• **Stored data entries**
---------------
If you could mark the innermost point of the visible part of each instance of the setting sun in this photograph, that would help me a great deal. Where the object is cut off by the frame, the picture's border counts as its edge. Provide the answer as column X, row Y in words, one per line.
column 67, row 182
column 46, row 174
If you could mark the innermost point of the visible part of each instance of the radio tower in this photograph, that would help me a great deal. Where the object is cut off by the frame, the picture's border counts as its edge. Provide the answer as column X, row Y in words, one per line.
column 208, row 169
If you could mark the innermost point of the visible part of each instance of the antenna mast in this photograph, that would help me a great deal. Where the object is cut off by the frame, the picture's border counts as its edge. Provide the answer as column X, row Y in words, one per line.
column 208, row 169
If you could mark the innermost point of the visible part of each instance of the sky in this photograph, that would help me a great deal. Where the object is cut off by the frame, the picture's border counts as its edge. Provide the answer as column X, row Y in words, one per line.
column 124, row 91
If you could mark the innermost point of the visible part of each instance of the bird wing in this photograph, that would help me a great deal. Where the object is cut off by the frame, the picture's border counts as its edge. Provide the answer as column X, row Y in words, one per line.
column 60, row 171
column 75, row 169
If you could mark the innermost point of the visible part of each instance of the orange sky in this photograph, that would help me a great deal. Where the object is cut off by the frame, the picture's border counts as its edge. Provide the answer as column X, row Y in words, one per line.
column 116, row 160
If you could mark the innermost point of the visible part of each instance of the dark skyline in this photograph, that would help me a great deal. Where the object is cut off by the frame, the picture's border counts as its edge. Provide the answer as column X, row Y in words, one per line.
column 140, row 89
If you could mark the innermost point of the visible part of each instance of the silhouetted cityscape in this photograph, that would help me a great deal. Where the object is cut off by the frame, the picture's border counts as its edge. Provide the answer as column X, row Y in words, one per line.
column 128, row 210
---------------
• **BRIEF**
Line by line, transcribe the data exactly.

• **RESPONSE TO THIS TASK**
If you could mark the innermost point of the visible part of each instance of the setting sun in this photograph, that would help me a great deal. Where the object is cut off by the frame, the picture's border counts as its edge. Provide the answer as column X, row Y in words, one per line.
column 67, row 182
column 46, row 174
If you could mark the innermost point of the visible part of each instance of the radio tower in this photograph, that would help me a great deal. Where the object is cut off by the frame, the picture's border counts as its edge. Provide the answer as column X, row Y in words, one per line.
column 208, row 169
If you could mark the innermost point of the visible part of each instance of the antenna mast in this photograph, that would help me a great deal. Where the object is cut off by the frame, the picture's border counts as its edge. Provide the answer as column X, row Y in words, one per line.
column 208, row 169
If you could mark the innermost point of the visible part of each instance of the sky in this photograph, that would help me a great deal. Where the object is cut off by the frame, the picture's border counts as its edge. Provide the answer as column X, row Y in words, one per line.
column 124, row 91
If you could mark the innermost point of the visible part of each instance of the bird wing in this photograph, that would help me a great deal. Where the object is cut off by the frame, the picture's border counts as its edge. Provide the answer as column X, row Y in words, one per line.
column 60, row 171
column 75, row 169
If you could mark the innermost point of the visible part of each instance of the orange sky in this photograph, that would help me a great deal. Where the object is cut off by the frame, the picture's border counts as its edge. Provide the answer as column X, row Y in words, one per line.
column 116, row 160
If you could mark the innermost point of the visible part of each instance of the dark skyline in this photograph, that would help me a great deal. Where the object is cut off by the frame, the picture's border counts as its edge. Provide the answer as column X, row Y in words, one per line.
column 140, row 89
If you could mark the innermost point of the visible part of each instance of the silhouetted cityscape in this photograph, that would help me a great deal. Where the object is cut off by the frame, the picture's border counts as its edge. Provide the answer as column X, row Y in words, one per line.
column 128, row 210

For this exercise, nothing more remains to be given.